[The input]:
::::

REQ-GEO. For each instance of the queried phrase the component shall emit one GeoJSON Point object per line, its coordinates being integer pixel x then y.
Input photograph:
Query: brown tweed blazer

::::

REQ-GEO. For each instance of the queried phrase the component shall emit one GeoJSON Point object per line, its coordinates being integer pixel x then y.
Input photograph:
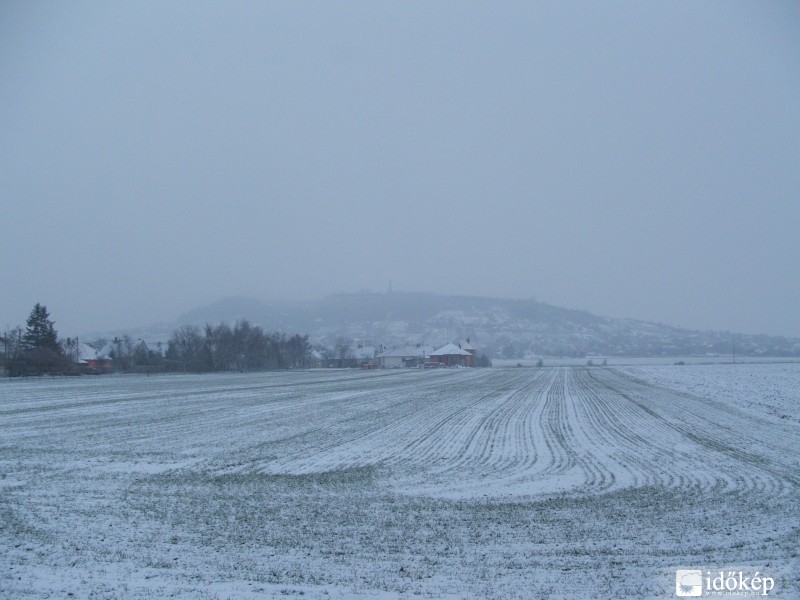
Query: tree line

::::

[Task brief]:
Pull out every line of the records that contains the string "Query", matching case exactly.

[Task response]:
Query: brown tweed blazer
Query: tree line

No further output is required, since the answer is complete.